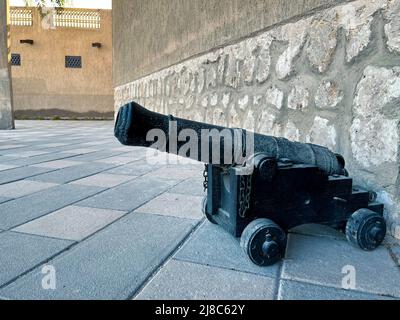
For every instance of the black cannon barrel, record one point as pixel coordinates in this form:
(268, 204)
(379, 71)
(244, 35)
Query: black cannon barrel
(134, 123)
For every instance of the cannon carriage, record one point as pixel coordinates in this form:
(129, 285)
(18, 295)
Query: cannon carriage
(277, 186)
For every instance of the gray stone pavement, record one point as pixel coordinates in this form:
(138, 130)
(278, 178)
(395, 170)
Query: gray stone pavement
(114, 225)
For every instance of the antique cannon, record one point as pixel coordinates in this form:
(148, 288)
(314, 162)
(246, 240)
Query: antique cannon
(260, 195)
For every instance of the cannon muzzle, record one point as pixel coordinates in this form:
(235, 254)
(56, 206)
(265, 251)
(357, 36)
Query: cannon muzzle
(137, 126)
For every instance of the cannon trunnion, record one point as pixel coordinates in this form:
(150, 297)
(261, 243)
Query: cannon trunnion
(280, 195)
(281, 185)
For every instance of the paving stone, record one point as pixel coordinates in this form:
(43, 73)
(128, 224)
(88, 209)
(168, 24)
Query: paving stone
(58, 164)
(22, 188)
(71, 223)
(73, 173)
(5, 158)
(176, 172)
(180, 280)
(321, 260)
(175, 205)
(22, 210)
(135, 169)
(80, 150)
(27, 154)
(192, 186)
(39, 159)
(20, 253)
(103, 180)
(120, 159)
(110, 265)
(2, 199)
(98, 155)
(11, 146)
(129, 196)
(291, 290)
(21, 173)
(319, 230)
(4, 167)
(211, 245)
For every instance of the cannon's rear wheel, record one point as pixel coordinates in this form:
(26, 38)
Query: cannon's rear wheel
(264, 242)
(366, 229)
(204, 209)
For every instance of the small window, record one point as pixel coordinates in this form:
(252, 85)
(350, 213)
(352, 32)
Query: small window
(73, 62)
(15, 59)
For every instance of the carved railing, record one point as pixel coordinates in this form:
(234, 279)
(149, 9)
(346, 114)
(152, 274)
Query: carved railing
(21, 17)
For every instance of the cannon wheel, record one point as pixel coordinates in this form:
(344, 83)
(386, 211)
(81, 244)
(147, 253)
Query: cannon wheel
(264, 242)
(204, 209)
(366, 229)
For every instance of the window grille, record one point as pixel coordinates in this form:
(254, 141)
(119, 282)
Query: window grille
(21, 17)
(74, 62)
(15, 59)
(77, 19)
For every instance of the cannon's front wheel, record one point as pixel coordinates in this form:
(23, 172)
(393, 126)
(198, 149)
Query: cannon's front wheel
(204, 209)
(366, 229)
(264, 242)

──────────────────────────────

Your task is to extract the lines running from the one with "For every instance of the cannon muzzle, record" to the end of the material, inclusive, copying each exactly and adding nothing.

For every instance of the cannon muzzle, record one point as pixel coordinates in this form:
(235, 254)
(56, 206)
(265, 251)
(357, 36)
Query: cannon muzzle
(137, 126)
For every instance of the cannon trunnion, record one point as pixel coordinates in this form:
(150, 297)
(261, 243)
Query: cannon trunnion
(280, 195)
(281, 185)
For every instance of the paving stone, record one point as pixel coordinates in this form:
(43, 73)
(128, 224)
(88, 209)
(168, 24)
Query: paving stone
(58, 164)
(22, 188)
(71, 223)
(73, 173)
(5, 158)
(176, 172)
(180, 280)
(321, 260)
(175, 205)
(22, 210)
(135, 169)
(80, 150)
(27, 154)
(192, 186)
(39, 159)
(20, 253)
(103, 180)
(120, 159)
(110, 265)
(2, 199)
(98, 155)
(11, 146)
(129, 196)
(291, 290)
(21, 173)
(319, 230)
(4, 167)
(211, 245)
For every instance of the cannon's rear wheel, record one point as pixel coordinates in this form:
(26, 38)
Query: cannon's rear wheel
(264, 242)
(366, 229)
(204, 209)
For every instance of the small window, record one point as pixel coordinates in this form:
(252, 85)
(350, 213)
(352, 32)
Query: small window
(73, 62)
(15, 59)
For every instance of the carved railing, record one point as pixel coordinates in this form:
(234, 279)
(149, 9)
(346, 114)
(152, 274)
Query: carved railing
(21, 17)
For every instance of the cannon wheel, record one point as pixel coordinates in this form:
(344, 83)
(386, 211)
(81, 244)
(147, 253)
Query: cannon wheel
(264, 242)
(204, 209)
(366, 229)
For every instance of the window grille, record one point as pixel coordinates in this form:
(254, 141)
(119, 282)
Query: window grille
(21, 17)
(74, 62)
(15, 59)
(77, 19)
For every instance of the cannon's front wheel, record one point as pixel coordinates in this form:
(23, 172)
(393, 126)
(198, 149)
Query: cannon's front wheel
(204, 209)
(366, 229)
(264, 242)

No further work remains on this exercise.